## Problem
Since only the text is wanted, print every entry below exactly and omit the images.

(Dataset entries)
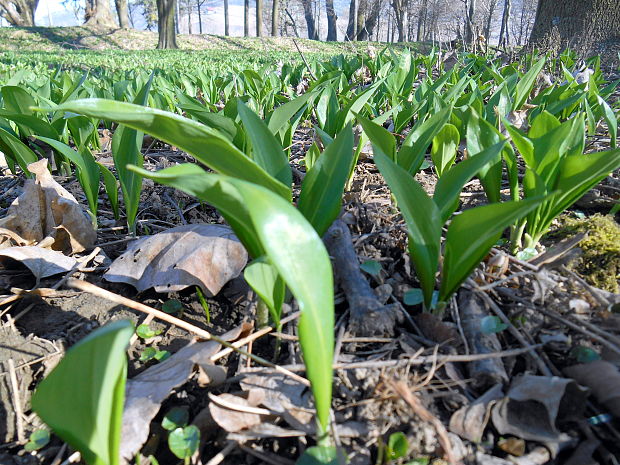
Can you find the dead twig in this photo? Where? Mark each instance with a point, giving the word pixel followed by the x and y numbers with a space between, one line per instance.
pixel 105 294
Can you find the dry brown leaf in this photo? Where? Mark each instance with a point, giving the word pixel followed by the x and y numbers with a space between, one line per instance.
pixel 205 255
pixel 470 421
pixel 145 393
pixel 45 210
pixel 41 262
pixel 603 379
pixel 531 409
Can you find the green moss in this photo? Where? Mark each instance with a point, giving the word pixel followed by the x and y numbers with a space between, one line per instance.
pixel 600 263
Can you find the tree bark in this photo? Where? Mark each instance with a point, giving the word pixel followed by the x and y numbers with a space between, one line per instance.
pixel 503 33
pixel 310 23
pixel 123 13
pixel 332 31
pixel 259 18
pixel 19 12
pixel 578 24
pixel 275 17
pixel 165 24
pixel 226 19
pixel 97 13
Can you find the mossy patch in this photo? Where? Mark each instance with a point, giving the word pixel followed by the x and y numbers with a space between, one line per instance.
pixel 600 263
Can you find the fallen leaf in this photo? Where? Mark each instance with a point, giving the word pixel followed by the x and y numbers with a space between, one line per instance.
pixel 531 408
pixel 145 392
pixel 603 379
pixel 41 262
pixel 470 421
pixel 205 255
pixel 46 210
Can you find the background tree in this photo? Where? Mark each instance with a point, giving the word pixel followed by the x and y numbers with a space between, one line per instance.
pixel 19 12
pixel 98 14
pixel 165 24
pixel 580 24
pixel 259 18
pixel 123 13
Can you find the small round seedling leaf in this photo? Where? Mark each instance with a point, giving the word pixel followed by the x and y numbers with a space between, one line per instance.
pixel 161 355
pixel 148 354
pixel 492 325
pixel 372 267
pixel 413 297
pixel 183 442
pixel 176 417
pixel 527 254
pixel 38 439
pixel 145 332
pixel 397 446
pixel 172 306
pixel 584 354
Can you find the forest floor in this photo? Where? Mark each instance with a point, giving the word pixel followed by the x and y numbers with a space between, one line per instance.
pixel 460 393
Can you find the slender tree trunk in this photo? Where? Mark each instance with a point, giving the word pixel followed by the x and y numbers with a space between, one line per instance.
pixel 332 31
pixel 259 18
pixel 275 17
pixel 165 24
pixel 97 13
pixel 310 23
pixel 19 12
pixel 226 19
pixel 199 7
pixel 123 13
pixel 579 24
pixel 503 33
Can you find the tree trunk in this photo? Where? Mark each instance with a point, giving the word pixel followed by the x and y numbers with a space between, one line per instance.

## Response
Can you find the dead twig in this photo? Where? Mark each instance with a point, giving the word pixel followed by the x and y numbers with a space between, one line per instance.
pixel 105 294
Can you find the dry brown leaf in this photo? Where? Mark each instance with a point, giving the word pixel followed by the x and y numbers with a space between, one line per instance.
pixel 205 255
pixel 470 421
pixel 145 393
pixel 45 210
pixel 41 262
pixel 603 379
pixel 531 409
Can you find the green moss in this photo? Where? Mark each instance with a point, giving the word pixel followed by the x and y numbers with a space between, one line per instance.
pixel 600 263
Can you find the tree bark in this photo? Where? Mark each instance with a point, giving the word pixel followed by the x and y numbers with a space between, one line per instance.
pixel 503 33
pixel 310 23
pixel 123 13
pixel 332 31
pixel 259 18
pixel 19 12
pixel 578 24
pixel 275 17
pixel 165 24
pixel 226 19
pixel 97 13
Can you find the mossy patch in this photo? Where? Mark each instance with a point, giving the word pixel followed by the x and y numbers with a space between, one line per instance.
pixel 600 263
Can you find the fallen leaf in this photo? Where? Mark each instance with a point, giving the word pixel followed by the x and y numbers with a space between, one line per instance.
pixel 531 408
pixel 145 392
pixel 603 379
pixel 41 262
pixel 470 421
pixel 205 255
pixel 46 210
Can you find the background tree in this photo? Where? Mark each instance with a point, giving the word pixel followed by the x and y numbers with a space between, one line per instance.
pixel 19 12
pixel 98 14
pixel 165 24
pixel 580 24
pixel 259 18
pixel 123 13
Can you find the small round seedling leaf in this photo? Where? Mark each instance with a point, giving the word pixel followed by the x and y numbers with a space between, one line per instance.
pixel 161 355
pixel 148 354
pixel 492 325
pixel 372 267
pixel 413 297
pixel 183 442
pixel 176 417
pixel 527 254
pixel 38 439
pixel 145 332
pixel 397 446
pixel 172 306
pixel 584 354
Can you find the forest floor in this photo? Where? Mark each instance with a point, giving the word pixel followed by the x and y numbers with a space between, one line per instance.
pixel 460 393
Can you find the slender tree trunk in this photo? Where? Mark each instance with a point, giving the word pixel followed by the x and y numbers with a space between, one line per instance.
pixel 332 31
pixel 259 18
pixel 275 17
pixel 165 24
pixel 97 13
pixel 310 23
pixel 19 12
pixel 226 19
pixel 199 7
pixel 123 13
pixel 579 24
pixel 503 33
Can you find the tree trunk in this photo? Where? Mark each instance with a point, giving the word pixel followed by the x and y numbers with a space between, one line per instance.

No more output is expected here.